Problem requirements:
The records that follow are to be given again exactly. Do not carry over any image.

Given data:
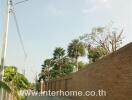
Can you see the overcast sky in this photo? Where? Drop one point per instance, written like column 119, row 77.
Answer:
column 46, row 24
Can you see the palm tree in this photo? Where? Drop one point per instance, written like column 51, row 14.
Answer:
column 5, row 86
column 46, row 69
column 58, row 53
column 58, row 56
column 76, row 49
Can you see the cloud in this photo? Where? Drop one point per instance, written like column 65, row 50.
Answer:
column 52, row 10
column 93, row 5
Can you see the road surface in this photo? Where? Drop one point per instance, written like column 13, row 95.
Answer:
column 46, row 98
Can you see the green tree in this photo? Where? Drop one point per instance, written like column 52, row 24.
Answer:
column 95, row 53
column 5, row 87
column 58, row 57
column 76, row 49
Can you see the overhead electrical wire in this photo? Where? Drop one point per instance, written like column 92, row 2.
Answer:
column 19, row 34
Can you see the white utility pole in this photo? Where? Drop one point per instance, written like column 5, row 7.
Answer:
column 5, row 38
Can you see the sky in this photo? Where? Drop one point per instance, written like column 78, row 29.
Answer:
column 46, row 24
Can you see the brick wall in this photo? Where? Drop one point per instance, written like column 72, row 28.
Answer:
column 113, row 74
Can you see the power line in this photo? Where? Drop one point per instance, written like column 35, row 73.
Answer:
column 19, row 34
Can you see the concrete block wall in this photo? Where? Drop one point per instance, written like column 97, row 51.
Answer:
column 112, row 73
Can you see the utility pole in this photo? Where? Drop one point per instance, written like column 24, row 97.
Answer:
column 4, row 45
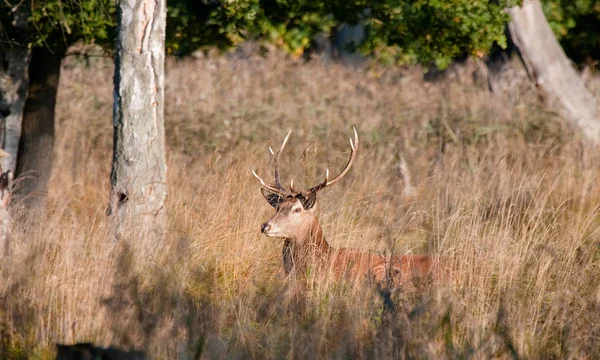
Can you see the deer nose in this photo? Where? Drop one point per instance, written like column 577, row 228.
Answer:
column 265, row 227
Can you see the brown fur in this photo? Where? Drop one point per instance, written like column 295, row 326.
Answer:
column 305, row 245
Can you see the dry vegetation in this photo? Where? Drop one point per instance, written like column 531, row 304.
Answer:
column 506, row 196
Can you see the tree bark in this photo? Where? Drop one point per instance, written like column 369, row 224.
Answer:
column 14, row 86
column 138, row 177
column 36, row 149
column 550, row 68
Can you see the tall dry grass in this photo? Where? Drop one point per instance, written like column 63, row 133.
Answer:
column 506, row 196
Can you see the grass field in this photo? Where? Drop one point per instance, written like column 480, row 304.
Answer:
column 506, row 196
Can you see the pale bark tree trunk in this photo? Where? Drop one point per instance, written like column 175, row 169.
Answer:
column 14, row 86
column 36, row 148
column 138, row 177
column 551, row 70
column 14, row 83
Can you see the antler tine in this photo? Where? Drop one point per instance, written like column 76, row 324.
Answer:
column 276, row 161
column 265, row 184
column 277, row 187
column 327, row 182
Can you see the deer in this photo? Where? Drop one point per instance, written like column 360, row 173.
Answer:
column 296, row 222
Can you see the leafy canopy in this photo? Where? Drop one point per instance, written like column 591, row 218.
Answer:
column 399, row 31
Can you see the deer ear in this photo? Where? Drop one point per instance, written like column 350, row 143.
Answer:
column 272, row 198
column 310, row 201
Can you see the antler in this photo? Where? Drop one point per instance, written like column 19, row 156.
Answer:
column 327, row 182
column 277, row 187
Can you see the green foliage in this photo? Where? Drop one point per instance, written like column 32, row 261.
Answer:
column 289, row 24
column 428, row 31
column 398, row 31
column 575, row 23
column 61, row 22
column 58, row 23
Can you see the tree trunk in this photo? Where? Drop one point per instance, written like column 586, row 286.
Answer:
column 548, row 65
column 35, row 156
column 14, row 85
column 138, row 177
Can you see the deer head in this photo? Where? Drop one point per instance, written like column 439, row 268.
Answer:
column 295, row 217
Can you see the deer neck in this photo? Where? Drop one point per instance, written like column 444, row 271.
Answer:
column 310, row 248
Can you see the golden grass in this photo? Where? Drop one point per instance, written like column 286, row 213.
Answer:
column 507, row 197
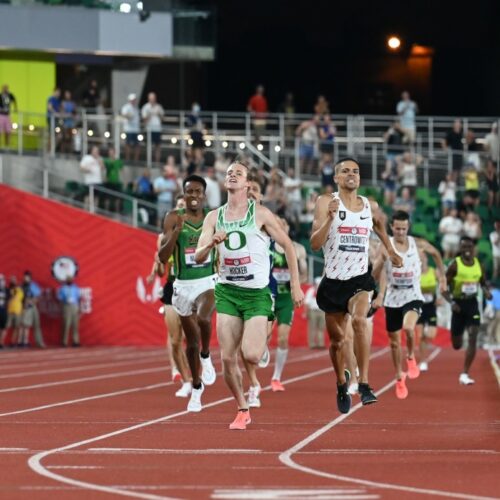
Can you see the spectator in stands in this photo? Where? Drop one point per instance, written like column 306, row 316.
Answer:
column 287, row 107
column 315, row 318
column 213, row 190
column 31, row 317
column 275, row 195
column 472, row 227
column 91, row 97
column 473, row 149
column 70, row 295
column 404, row 202
column 471, row 195
column 453, row 143
column 492, row 144
column 293, row 189
column 257, row 106
column 92, row 167
column 152, row 114
column 14, row 311
column 68, row 112
column 143, row 187
column 327, row 172
column 4, row 297
column 491, row 175
column 7, row 100
column 308, row 133
column 130, row 112
column 114, row 167
column 407, row 111
column 495, row 249
column 166, row 188
column 326, row 134
column 53, row 110
column 407, row 164
column 451, row 227
column 322, row 107
column 447, row 189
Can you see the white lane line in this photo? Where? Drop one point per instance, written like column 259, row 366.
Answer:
column 78, row 368
column 168, row 451
column 35, row 461
column 286, row 457
column 281, row 494
column 88, row 398
column 86, row 379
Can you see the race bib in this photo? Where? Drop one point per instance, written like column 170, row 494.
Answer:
column 281, row 275
column 469, row 288
column 189, row 258
column 239, row 269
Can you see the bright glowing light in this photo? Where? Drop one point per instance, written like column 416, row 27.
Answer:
column 394, row 43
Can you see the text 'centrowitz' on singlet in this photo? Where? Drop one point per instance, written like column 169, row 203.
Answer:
column 244, row 254
column 346, row 248
column 185, row 265
column 403, row 283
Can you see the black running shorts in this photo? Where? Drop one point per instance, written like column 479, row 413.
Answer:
column 168, row 291
column 429, row 315
column 394, row 316
column 468, row 316
column 333, row 295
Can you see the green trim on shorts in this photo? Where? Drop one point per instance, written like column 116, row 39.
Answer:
column 284, row 308
column 242, row 302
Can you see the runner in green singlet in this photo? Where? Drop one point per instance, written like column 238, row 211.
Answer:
column 193, row 297
column 241, row 230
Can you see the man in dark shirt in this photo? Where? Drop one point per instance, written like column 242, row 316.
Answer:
column 453, row 143
column 6, row 100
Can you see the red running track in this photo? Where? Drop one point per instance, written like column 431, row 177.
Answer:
column 104, row 423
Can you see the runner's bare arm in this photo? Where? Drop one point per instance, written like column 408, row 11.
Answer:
column 209, row 238
column 172, row 226
column 302, row 261
column 379, row 220
column 436, row 255
column 274, row 229
column 324, row 213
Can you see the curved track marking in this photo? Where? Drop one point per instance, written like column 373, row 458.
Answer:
column 286, row 457
column 35, row 464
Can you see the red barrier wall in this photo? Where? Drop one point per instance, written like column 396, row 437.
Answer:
column 114, row 260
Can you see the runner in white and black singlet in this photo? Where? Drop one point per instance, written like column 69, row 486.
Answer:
column 342, row 225
column 403, row 297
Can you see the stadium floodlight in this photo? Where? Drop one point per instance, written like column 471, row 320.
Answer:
column 125, row 8
column 394, row 43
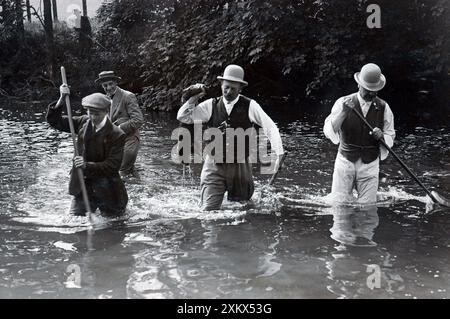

Solution to this exercise:
Can you see the overcast sky in this photo? Where? Drop one point per instance, written like column 119, row 77.
Answer:
column 46, row 24
Can you see the palm tree in this photo? Where? Drop one point per instance, written like column 51, row 14.
Answer:
column 5, row 86
column 46, row 69
column 58, row 53
column 58, row 56
column 76, row 49
Can you see the cloud in this photo? Where? Drop one point per instance, written like column 65, row 50.
Answer:
column 52, row 10
column 93, row 5
Can you see the road surface in this photo? Where? Drop one point per instance, written like column 13, row 95.
Answer:
column 46, row 98
Can you see the green tree in this photo? Where? Drop one point per instance, written like column 52, row 24.
Answer:
column 95, row 53
column 5, row 87
column 58, row 57
column 76, row 49
Can you see the overhead electrical wire in this photo? Where? Drop one point per instance, written like column 92, row 2.
Answer:
column 19, row 34
Can you see the white utility pole in this photo? Where? Drop one point per instance, written like column 5, row 7.
Answer:
column 5, row 38
Can you see the sky in this photo? Where? Drop one point per instance, written like column 78, row 29.
Answer:
column 46, row 24
Can you see the brick wall in this photo? Where? Drop one point per instance, written like column 72, row 28.
Answer:
column 113, row 74
Can you see the power line in this photo? Where? Drop one point per instance, written like column 35, row 73.
Answer:
column 19, row 34
Can you see the concrete block wall in this photo? Where? Drop one point per instance, written like column 97, row 51.
Answer:
column 112, row 73
Can you see the utility pole in this photo? Where? Drop one point per instance, written like column 24, row 97.
Answer:
column 4, row 45
Can you see the deer nose in this photo? Where? Drop one point per instance, written like column 577, row 228.
Answer:
column 265, row 227
Can you see the brown fur in this photo? Where? Drop one point per instance, written like column 295, row 326.
Answer:
column 305, row 245
Can you see the dry vegetation in this photo? Where? Drop one point per instance, written like column 531, row 304.
Answer:
column 506, row 196
Can you see the tree bark in this photo? Where? Drop one point per instance, written like column 369, row 224.
Answer:
column 14, row 86
column 138, row 177
column 36, row 149
column 550, row 68
Can you see the tall dry grass in this photo? Where? Drop one point per instance, written like column 63, row 133.
Answer:
column 506, row 196
Can you see the grass field in this photo? Where? Drop one point per instance, written like column 480, row 304.
Answer:
column 506, row 196
Can you see the pale bark tree trunk in this photo? Where? Drop one point per instance, written like column 175, row 169.
Answer:
column 14, row 86
column 36, row 148
column 138, row 177
column 551, row 70
column 14, row 83
Can you see the antler tine in this photo? Where? Drop one point per instance, written like column 76, row 324.
Answer:
column 276, row 161
column 265, row 184
column 277, row 187
column 327, row 182
Can you see the deer in this photo? Where? Drop one point per instance, written like column 360, row 173.
Answer:
column 296, row 222
Can you see the leafy canopy in this photo? Where? Drop one point per instance, written like column 591, row 218.
Answer:
column 399, row 31
Can you see the deer ear in this photo? Where? Drop one point per instance, written like column 350, row 143.
Answer:
column 272, row 198
column 310, row 201
Can you see the antler in this photo? Where? Drop one point per instance, written like column 19, row 156.
Answer:
column 327, row 182
column 277, row 187
Can you see the green foliage in this photo? Where? Drop one point per instance, written like column 32, row 261.
Answer:
column 289, row 24
column 428, row 31
column 398, row 31
column 575, row 23
column 61, row 22
column 58, row 23
Can you see the tree trunk in this photo? Where? Drop one point per instance, written like column 586, row 286.
Answer:
column 548, row 65
column 35, row 156
column 14, row 85
column 138, row 177
Can you see the deer head in this photo? Where? Drop one point per instance, written like column 439, row 268.
Answer:
column 295, row 217
Can you see the deer neck in this photo? Where? Drop one point per instance, written like column 444, row 271.
Answer:
column 310, row 248
Can you see the golden grass in this photo? Where? Drop one point per instance, written like column 286, row 213.
Answer:
column 507, row 197
Can you see the spectator in stands in this photo? Where? Drop one point per instance, written like column 306, row 316.
Answer:
column 287, row 107
column 315, row 318
column 213, row 190
column 31, row 317
column 275, row 195
column 472, row 227
column 91, row 97
column 473, row 149
column 70, row 295
column 404, row 202
column 471, row 195
column 453, row 143
column 492, row 144
column 293, row 189
column 257, row 106
column 92, row 167
column 152, row 114
column 14, row 311
column 68, row 112
column 143, row 187
column 327, row 172
column 4, row 297
column 491, row 175
column 7, row 100
column 308, row 133
column 130, row 112
column 114, row 167
column 407, row 111
column 495, row 249
column 166, row 188
column 326, row 134
column 53, row 110
column 407, row 164
column 451, row 227
column 322, row 107
column 447, row 189
Can you see the white lane line in this photo? Where? Drop one point per instance, written like column 259, row 366.
Answer:
column 78, row 368
column 168, row 451
column 35, row 461
column 286, row 457
column 281, row 494
column 88, row 398
column 86, row 379
Can you see the race bib in this photo? Where? Drop one point per instance, written like column 170, row 494.
Answer:
column 281, row 275
column 469, row 288
column 189, row 258
column 239, row 269
Can you see the bright glowing light in this photo? Where? Drop one point per instance, written like column 416, row 27.
Answer:
column 394, row 43
Can you see the text 'centrowitz' on singlet in this photo? Where? Drop one point per instance, written like column 169, row 203.
Answer:
column 244, row 254
column 346, row 248
column 185, row 265
column 403, row 283
Can you see the black running shorts in this photo? Where? Drop one point per instance, written like column 479, row 413.
Answer:
column 168, row 291
column 429, row 315
column 394, row 316
column 468, row 316
column 333, row 295
Can you see the green trim on shorts in this photo? Where? Drop one point per instance, written like column 116, row 39.
Answer:
column 284, row 308
column 242, row 302
Can you see the runner in green singlet in this photo? Where? Drop one point per instance, written like column 238, row 211.
Answer:
column 193, row 297
column 241, row 230
Can you see the man in dark shirt in this photo? Where? Drop one point per instance, written like column 242, row 316.
Answer:
column 453, row 143
column 6, row 100
Can you see the red running track in this photo? Where? Drop one point per instance, written like column 431, row 177.
Answer:
column 104, row 423
Can you see the runner's bare arm in this photo? Where? Drop one point per instance, written like column 408, row 11.
Answer:
column 209, row 238
column 172, row 226
column 302, row 261
column 379, row 220
column 436, row 255
column 274, row 229
column 324, row 213
Can you see the curved track marking in this photo? Where? Drop one point per instance, written like column 373, row 458.
Answer:
column 286, row 457
column 35, row 464
Can you see the red barrier wall in this photo? Where? Drop one point per instance, written like column 396, row 437.
Answer:
column 114, row 260
Can you see the runner in white and black singlet in this photo? Where? Drop one point per instance, written like column 69, row 486.
Answer:
column 342, row 225
column 403, row 297
Can you see the stadium floodlight in this photo? Where? Drop one point per instance, written like column 471, row 320.
Answer:
column 125, row 8
column 394, row 43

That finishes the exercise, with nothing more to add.